Source excerpt ->
The regulations take a more proactive approach than past data privacy laws, which addressed what must happen in the wake of a security breach. These new Massachusetts regulations, on the other hand, are intended to keep personal information from being breached in the first place. And even the well-known HIPPA guidelines do not address the various privacy issues raised by this initiative.

Framework for Safeguards

Most organizations will find themselves working hard over the next few months to meet the compliance deadline. Under the new law, organizations must develop, implement, maintain and monitor a comprehensive Written Information Security Program (WISP) to ensure the security and confidentiality of personal information in both physical and electronic format. A WISP provides the framework for the necessary administrative, technical, and physical safeguards, which include:
  • Information-handling processes. It is possible that your current processes have the capability to protect private information, but organizations must have a full understanding of how those systems work and should designate a Data Security Coordinator to ensure a smooth and complete transition to an airtight environment. That individual can then move to shore up and document loose ends, limit the amount of private data collected, and retain that information only as long as absolutely necessary.

  • Personal information access. Access to private data is a primary concern, and organizations should ensure their information is kept secure. Access should be extremely limited, with protections against external threats and vigilant visitor monitoring procedures in place.

  • Encryption. In addition to limiting access, organizations must encrypt all personal information stored or transported in electronic format on portable devices. That includes web sites and data that might be traveling across wireless and public networks. Policies for off-site use of personal information on portable storage devices (i.e. laptops, flash drives) also need to be established.

  • Vendor management. Third-party vendors (such as payroll services) will need to be evaluated to ensure they are maintaining appropriate safeguards for personal information. Even though written certification is no longer required for this area, organizations should recognize that when it comes to data protection, the buck stops with them, not with providers.

  • Employee issues. Even with a data security coordinator overseeing the protection of personal information, employees need to be trained on an ongoing basis. Organizations should document employee attendance at training sessions and impose disciplinary measures for violations. When employees are terminated, strict guidelines must be in place to limit their access to data.

Source data ->

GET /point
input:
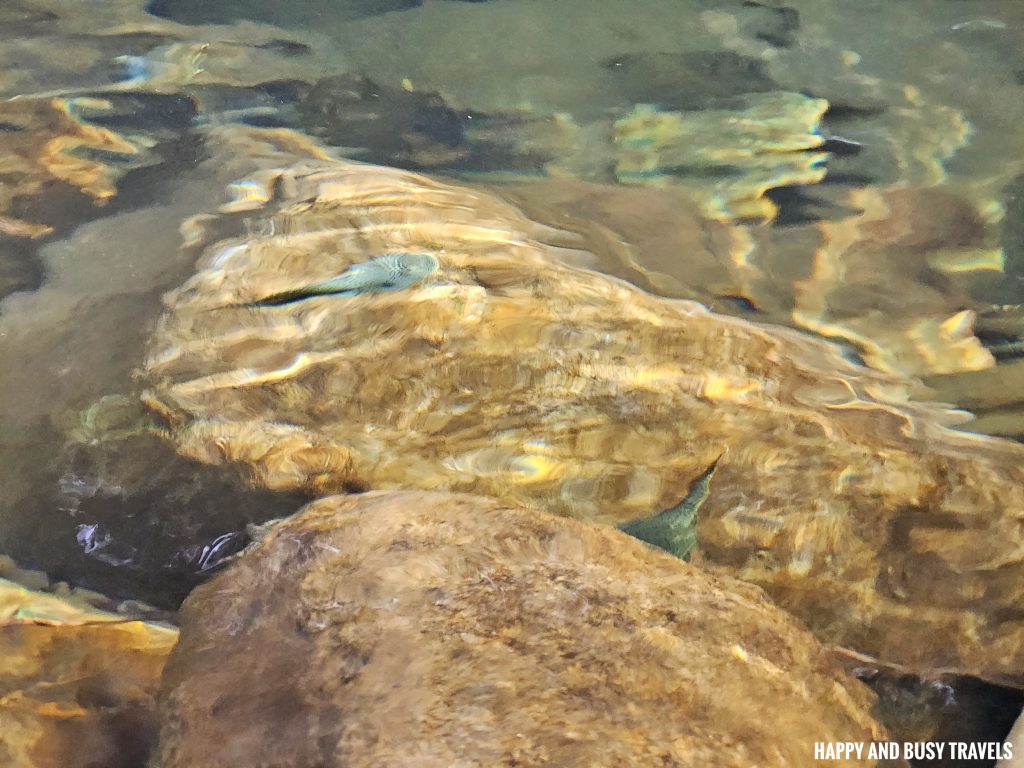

Written tasks ->
1) Rewrite the paragraph of the Massachusetts privacy regulations text that begins "Encryption. In addition to limiting access" as a short bulleted list that keeps its main facts.
2) Extend the Massachusetts privacy regulations text past its final sentence.
The data play no part in what follows.

Results of the tasks ->
1)
- Organizations must limit access and must also encrypt all personal information that is stored or transported electronically on portable devices.
- The requirement covers web sites and data traveling across wireless and public networks.
- Policies must be set for off-site use of personal information on portable storage devices such as laptops and flash drives.

2)
A Few Subtleties to Consider

Several provisions of the new law contain subtleties that may prove challenging:

Data encryption. For most companies, data encryption will be the most onerous area of compliance. The scope of data encryption efforts will need to cover all personal information stored on portable devices including laptops and all other personal electronic devices, including Blackberries, CDs, memory sticks, etc. In addition, data encryption is required for all records and files containing personal information that will be sent across public networks, transmitted in outgoing emails, or transmitted wirelessly.

Process monitoring. The new law also requires reasonable monitoring of systems for unauthorized use of or access to personal information. Whether manually or electronically, companies will need to track who, what, and when personal information is accessed.

Access control. At a minimum, make sure that all users accessing systems containing personal information have a unique user ID and that password policies are designed with best practice standards in mind.

Assurance from third-party providers. Having abolished the requirement for written certification with third-party providers, the revised regulations merely require that an organization take “reasonable” steps to (1) verify that its third-party providers have the capacity to protect the personal information that you give them access to, and (2) ensure that such third- party providers are applying protective security measures that are at least as stringent as those required under the new Massachusetts regulations.

Failure to Comply

Organizations should be mindful of the consequences for non-compliance. Many facets of the new Massachusetts law increase an organization’s exposure to lawsuits. The ramifications of not complying become quite real if information is breached: the organization would be audited, and if it is determined that the law’s compliance requirements have not been met, criminal litigation would be initiated.

In addition, a civil penalty of $5,000 may be awarded for each violation. Under the portion of the law concerning data disposal, organizations can be subject to a fine of up to $50,000 for each instance of improper disposal.

Other “softer” consequences of failure to comply include damages to an organization’s reputation, spending time and resources to determine the cause and extent of a breach, notifying affected individuals of a breach, and implementing corrective action to ensure a breach does not occur in the future.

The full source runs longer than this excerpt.